Rows from a pointing dataset:
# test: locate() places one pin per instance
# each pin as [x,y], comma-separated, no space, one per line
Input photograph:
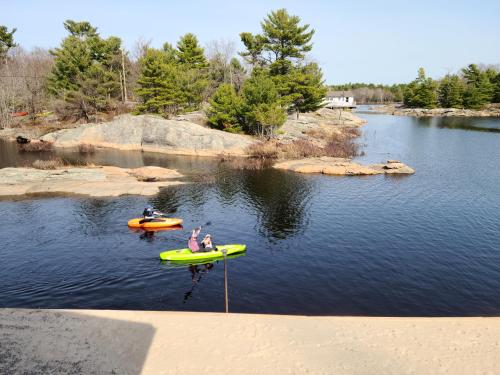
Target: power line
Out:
[15,76]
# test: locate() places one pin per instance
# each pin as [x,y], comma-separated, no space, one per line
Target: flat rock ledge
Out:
[103,181]
[153,134]
[343,167]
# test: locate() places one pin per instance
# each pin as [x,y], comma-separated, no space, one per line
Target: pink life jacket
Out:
[193,241]
[193,244]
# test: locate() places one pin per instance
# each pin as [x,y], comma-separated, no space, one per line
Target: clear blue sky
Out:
[368,41]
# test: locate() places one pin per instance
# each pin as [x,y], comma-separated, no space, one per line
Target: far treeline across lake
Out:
[474,87]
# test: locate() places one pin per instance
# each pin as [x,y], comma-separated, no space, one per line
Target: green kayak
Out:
[187,255]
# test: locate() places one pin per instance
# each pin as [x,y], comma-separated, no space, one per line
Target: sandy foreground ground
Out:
[138,342]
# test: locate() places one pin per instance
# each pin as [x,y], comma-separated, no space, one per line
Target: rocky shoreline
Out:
[398,110]
[183,135]
[103,181]
[343,167]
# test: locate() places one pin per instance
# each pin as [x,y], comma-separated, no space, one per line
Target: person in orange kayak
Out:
[149,214]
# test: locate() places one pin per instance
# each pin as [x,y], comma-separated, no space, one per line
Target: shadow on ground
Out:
[60,342]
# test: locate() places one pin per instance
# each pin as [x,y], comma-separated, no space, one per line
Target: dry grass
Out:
[54,163]
[86,148]
[36,146]
[337,145]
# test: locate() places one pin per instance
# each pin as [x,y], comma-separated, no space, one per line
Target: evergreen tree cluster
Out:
[281,81]
[85,76]
[173,80]
[473,89]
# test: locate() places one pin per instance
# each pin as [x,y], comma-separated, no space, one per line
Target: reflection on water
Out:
[425,244]
[197,272]
[482,124]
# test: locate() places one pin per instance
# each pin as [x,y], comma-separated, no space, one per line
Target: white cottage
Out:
[340,99]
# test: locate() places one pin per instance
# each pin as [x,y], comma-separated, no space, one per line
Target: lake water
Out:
[420,245]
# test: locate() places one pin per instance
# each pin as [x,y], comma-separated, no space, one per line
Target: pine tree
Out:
[224,111]
[479,90]
[282,41]
[421,93]
[262,104]
[190,53]
[303,89]
[159,87]
[451,92]
[496,98]
[280,51]
[85,74]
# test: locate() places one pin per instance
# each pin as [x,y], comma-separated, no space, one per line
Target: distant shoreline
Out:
[399,110]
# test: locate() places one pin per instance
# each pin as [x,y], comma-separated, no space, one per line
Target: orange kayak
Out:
[157,223]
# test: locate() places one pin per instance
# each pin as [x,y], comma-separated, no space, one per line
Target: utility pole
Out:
[124,96]
[226,297]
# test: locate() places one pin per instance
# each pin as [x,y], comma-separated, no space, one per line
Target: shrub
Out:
[86,148]
[54,163]
[36,146]
[338,145]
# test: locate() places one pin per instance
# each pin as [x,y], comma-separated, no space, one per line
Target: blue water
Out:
[420,245]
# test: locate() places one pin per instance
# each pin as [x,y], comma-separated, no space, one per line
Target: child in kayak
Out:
[193,240]
[150,214]
[206,244]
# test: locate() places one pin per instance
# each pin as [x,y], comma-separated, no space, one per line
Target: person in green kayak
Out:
[206,244]
[193,240]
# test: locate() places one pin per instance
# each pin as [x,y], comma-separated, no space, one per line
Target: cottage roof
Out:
[339,94]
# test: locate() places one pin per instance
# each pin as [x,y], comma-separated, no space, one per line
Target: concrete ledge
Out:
[133,342]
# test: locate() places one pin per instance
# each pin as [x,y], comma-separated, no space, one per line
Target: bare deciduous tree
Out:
[22,83]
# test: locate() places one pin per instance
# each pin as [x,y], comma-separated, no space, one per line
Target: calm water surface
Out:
[424,245]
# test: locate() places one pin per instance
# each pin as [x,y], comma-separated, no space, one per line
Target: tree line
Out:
[88,75]
[472,88]
[367,93]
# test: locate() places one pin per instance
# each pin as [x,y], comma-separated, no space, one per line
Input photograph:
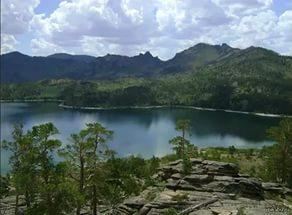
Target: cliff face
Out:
[211,188]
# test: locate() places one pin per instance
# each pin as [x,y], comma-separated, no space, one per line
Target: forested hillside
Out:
[253,79]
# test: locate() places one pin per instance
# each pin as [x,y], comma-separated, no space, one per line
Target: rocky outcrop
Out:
[210,188]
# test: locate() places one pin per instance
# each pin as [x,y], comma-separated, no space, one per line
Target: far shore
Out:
[144,107]
[174,106]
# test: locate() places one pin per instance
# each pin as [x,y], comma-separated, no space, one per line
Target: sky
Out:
[130,27]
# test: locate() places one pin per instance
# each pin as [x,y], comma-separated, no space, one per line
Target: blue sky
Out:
[129,27]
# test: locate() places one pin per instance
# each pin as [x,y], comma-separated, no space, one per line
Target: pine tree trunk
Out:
[16,204]
[94,201]
[81,185]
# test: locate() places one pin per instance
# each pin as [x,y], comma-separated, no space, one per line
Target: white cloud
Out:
[16,15]
[15,20]
[8,43]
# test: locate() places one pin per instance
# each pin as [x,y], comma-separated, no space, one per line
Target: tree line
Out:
[90,174]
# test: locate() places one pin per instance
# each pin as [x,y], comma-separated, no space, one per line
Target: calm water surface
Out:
[143,132]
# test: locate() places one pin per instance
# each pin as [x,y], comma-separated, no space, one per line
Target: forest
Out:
[91,175]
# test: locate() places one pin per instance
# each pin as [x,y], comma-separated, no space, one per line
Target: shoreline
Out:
[147,107]
[176,106]
[29,100]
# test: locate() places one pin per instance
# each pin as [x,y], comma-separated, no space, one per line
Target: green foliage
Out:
[254,80]
[4,186]
[280,159]
[170,211]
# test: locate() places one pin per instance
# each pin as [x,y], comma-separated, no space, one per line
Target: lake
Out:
[144,132]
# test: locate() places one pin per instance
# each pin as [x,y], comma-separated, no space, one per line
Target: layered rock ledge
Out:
[211,188]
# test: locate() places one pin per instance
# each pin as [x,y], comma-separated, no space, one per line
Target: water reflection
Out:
[142,131]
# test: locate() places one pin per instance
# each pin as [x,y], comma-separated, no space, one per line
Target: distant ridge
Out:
[17,67]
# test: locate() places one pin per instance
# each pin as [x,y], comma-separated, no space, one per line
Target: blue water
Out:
[144,132]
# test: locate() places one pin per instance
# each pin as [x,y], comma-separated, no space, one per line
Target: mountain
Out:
[197,56]
[19,68]
[81,58]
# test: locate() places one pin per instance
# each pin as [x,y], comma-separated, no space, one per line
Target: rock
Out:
[198,179]
[221,168]
[136,202]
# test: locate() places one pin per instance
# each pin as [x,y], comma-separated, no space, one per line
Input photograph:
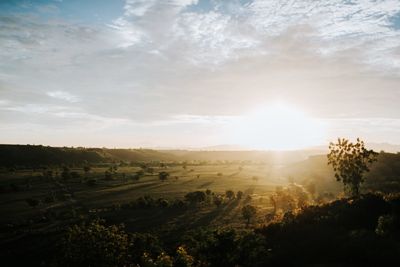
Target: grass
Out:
[119,190]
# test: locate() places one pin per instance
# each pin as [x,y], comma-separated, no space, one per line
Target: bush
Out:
[95,244]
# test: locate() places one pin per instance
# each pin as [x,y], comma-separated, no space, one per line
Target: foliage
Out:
[195,197]
[230,194]
[248,213]
[163,176]
[350,161]
[95,244]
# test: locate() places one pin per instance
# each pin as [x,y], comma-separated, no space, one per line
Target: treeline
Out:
[31,156]
[354,231]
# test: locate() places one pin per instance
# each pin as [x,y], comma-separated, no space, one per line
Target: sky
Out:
[198,73]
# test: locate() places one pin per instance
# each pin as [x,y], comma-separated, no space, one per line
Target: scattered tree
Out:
[230,194]
[248,213]
[163,176]
[350,161]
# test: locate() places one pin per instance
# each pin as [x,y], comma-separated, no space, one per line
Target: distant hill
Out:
[383,176]
[36,155]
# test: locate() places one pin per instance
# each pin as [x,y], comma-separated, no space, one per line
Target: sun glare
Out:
[278,127]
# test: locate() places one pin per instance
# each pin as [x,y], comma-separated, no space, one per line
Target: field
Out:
[195,202]
[75,197]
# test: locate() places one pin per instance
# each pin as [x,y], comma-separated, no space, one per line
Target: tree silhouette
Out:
[350,161]
[163,176]
[248,212]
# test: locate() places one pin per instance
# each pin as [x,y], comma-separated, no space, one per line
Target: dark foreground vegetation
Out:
[346,231]
[95,207]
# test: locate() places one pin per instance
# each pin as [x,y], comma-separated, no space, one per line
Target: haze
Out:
[181,74]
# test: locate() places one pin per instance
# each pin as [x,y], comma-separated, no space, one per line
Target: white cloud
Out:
[163,58]
[64,96]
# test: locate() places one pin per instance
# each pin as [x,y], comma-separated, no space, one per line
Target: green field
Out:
[105,197]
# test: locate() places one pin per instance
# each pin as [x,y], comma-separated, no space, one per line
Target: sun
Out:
[278,127]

What is being asked: Pull out every line of the items that holds the string "foreground".

Exercise output:
Target: sandy foreground ground
Target: dark foreground vegetation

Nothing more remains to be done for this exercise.